> [EXERCISE PROMPT] From the listing below, copy out every line where the word "jersey" appears.

> [SUPPLIED RECORDS]
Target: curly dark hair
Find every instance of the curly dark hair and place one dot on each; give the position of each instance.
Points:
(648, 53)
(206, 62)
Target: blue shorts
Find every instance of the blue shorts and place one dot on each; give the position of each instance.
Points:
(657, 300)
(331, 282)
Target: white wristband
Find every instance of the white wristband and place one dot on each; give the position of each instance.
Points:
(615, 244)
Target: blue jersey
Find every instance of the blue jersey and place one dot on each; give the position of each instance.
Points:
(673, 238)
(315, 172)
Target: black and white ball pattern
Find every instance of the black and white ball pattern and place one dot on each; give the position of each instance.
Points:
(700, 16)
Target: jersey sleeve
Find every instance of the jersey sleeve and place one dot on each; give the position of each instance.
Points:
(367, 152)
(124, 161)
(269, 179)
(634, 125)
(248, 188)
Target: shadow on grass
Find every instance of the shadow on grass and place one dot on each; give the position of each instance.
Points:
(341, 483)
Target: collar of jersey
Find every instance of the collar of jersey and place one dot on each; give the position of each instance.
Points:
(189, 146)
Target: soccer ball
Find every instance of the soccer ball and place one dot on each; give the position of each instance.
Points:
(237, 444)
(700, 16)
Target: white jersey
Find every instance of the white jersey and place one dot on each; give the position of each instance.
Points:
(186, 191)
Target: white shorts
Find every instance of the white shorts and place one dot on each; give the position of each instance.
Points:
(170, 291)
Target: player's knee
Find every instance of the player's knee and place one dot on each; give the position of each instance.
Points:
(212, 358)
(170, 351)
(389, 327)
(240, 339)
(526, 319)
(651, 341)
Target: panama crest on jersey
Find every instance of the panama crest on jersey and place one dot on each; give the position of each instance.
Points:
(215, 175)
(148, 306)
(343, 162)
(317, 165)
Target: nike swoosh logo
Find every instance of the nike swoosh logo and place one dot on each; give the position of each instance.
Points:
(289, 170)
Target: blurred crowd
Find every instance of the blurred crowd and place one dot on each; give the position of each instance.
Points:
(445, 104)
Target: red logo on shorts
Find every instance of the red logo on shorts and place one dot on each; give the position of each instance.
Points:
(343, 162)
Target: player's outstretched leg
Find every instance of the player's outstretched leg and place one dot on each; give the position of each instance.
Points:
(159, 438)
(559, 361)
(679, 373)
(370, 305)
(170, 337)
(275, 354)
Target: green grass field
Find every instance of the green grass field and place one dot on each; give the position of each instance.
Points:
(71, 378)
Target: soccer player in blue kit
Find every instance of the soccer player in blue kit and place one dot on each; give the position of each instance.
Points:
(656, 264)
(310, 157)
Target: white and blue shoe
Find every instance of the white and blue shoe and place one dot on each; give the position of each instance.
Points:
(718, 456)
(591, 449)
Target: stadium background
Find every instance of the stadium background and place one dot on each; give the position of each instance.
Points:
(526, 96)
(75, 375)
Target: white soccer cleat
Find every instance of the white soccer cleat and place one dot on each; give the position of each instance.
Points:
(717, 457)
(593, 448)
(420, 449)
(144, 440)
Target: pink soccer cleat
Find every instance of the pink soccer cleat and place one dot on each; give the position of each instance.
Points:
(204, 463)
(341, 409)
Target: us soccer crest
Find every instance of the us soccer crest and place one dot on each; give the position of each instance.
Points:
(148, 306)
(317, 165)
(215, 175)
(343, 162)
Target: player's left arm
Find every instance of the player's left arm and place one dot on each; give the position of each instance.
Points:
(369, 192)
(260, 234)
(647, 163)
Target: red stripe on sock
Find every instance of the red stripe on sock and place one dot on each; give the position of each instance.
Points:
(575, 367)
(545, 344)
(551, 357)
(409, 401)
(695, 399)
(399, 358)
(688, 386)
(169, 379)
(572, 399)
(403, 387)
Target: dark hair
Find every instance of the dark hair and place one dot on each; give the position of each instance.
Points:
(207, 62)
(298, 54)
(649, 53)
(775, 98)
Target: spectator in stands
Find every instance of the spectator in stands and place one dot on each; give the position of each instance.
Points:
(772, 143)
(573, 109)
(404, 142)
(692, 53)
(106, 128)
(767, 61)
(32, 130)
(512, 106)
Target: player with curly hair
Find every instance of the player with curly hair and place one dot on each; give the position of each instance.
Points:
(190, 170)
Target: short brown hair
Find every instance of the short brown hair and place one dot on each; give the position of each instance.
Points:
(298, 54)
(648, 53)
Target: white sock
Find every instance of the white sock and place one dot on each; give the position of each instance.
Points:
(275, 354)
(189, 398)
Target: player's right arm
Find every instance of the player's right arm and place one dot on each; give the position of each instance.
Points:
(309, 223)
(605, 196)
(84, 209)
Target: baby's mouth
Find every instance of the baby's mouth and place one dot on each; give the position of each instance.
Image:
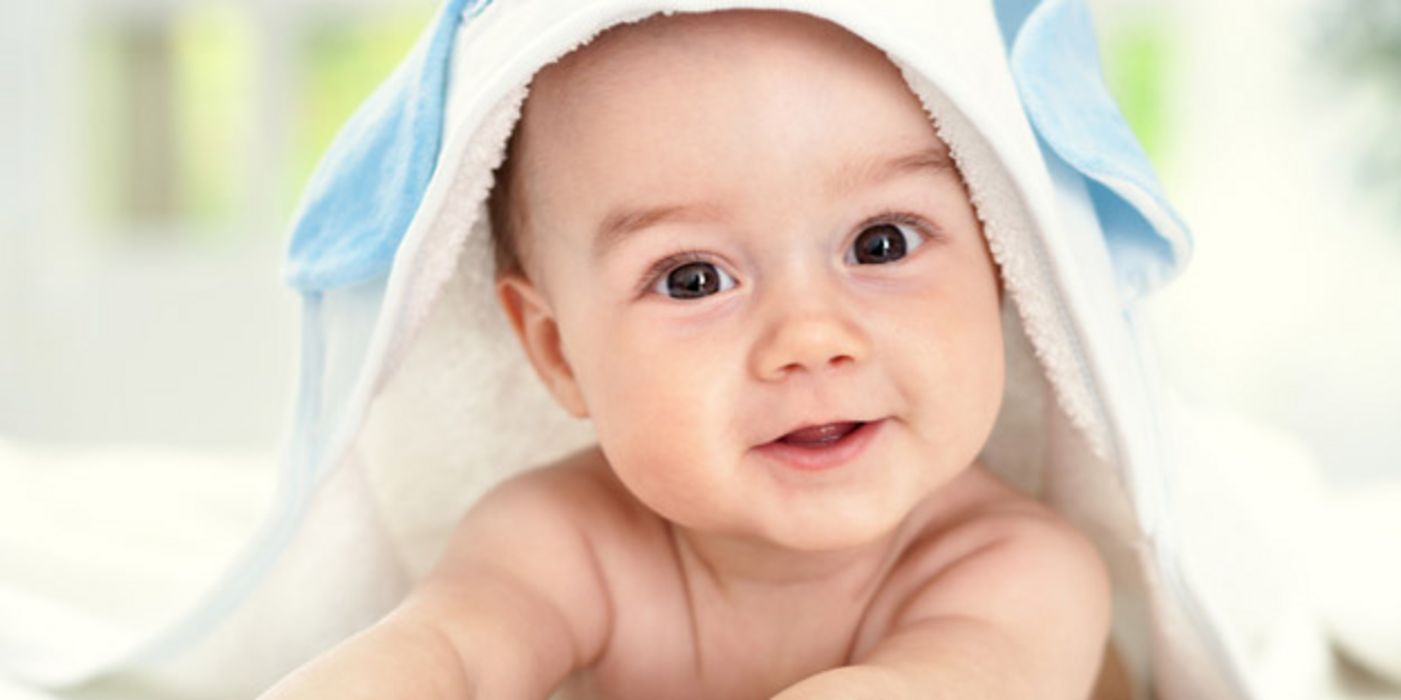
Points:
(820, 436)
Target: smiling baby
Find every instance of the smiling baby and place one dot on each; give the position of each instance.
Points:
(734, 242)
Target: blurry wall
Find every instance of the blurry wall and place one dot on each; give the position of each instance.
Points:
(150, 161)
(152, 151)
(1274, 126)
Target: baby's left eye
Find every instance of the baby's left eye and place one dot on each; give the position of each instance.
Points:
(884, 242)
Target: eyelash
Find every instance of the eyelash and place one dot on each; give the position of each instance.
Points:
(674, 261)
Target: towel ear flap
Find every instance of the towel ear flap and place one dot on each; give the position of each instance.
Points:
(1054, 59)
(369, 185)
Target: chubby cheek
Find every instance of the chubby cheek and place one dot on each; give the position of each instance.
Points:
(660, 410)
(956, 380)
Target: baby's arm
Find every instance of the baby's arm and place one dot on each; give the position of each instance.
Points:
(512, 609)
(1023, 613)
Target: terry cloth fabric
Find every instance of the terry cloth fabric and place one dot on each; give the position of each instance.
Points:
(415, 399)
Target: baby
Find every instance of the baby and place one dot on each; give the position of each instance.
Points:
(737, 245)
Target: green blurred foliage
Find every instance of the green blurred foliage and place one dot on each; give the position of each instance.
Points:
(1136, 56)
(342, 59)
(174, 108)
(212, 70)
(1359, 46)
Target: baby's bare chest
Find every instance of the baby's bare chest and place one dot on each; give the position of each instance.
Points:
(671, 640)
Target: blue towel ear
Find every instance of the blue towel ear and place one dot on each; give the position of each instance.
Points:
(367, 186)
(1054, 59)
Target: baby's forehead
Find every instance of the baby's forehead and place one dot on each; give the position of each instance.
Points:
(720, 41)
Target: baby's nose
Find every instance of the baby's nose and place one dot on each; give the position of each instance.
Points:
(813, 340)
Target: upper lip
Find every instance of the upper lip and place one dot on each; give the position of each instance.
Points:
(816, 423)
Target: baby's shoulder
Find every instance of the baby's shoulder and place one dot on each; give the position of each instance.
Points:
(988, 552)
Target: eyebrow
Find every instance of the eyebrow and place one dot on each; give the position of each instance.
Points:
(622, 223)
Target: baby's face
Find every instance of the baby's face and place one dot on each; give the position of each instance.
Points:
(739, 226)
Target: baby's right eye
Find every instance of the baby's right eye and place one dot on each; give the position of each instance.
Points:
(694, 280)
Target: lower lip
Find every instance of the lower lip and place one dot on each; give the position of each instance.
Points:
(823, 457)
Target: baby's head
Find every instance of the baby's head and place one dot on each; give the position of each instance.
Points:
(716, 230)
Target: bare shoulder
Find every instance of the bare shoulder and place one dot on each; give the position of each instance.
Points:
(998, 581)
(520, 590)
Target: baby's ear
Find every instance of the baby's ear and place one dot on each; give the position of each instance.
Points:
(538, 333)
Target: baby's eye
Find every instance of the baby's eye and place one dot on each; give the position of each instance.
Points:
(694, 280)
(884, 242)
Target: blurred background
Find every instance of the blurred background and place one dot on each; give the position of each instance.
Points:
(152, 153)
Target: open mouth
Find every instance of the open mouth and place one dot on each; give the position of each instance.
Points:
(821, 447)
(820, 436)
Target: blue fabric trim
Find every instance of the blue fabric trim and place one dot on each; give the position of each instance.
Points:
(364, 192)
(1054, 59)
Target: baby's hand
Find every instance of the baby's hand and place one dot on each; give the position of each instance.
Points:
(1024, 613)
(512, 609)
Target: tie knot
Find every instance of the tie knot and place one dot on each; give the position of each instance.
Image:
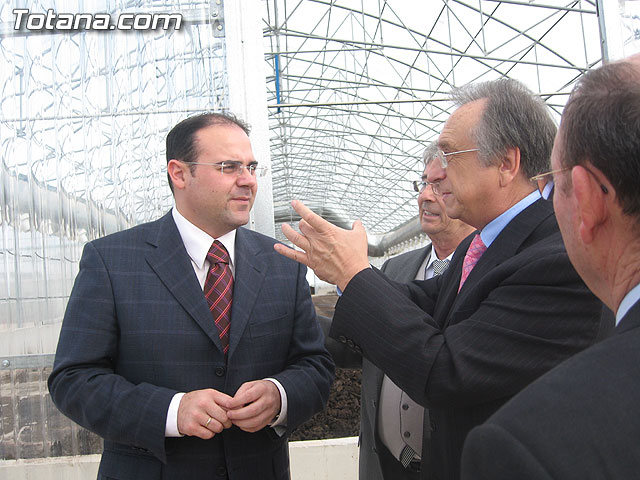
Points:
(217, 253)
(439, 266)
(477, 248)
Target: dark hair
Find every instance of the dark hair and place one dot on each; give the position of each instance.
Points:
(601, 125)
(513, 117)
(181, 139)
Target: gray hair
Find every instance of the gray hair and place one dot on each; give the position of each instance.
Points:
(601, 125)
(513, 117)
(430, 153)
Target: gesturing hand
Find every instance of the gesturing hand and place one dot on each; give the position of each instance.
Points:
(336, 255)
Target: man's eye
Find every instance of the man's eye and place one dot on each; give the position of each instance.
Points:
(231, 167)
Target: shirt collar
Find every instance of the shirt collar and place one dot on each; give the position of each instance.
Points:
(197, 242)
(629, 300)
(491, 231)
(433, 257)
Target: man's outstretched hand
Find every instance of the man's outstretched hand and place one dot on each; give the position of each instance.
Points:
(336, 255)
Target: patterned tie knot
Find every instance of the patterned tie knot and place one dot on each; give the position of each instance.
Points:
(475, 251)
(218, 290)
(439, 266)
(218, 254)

> [RESPONSE]
Target: blue jersey
Find every instance of the blue jersey and place one dot on each; give the position of each instance.
Target: jersey sleeve
Find every instance of the jersey sleeve and place one dot on each; give the position of each instance.
Target: collar of jersey
Find every instance of the collar of jersey and place one dot on each; give the position of each instance.
Target: white jersey
Find every instance of the white jersey and place one dot on each; give the position of each instance.
Target: panama crest on jersey
Find every instance of the panama crest on jersey and place one dot on each; give the position of each instance.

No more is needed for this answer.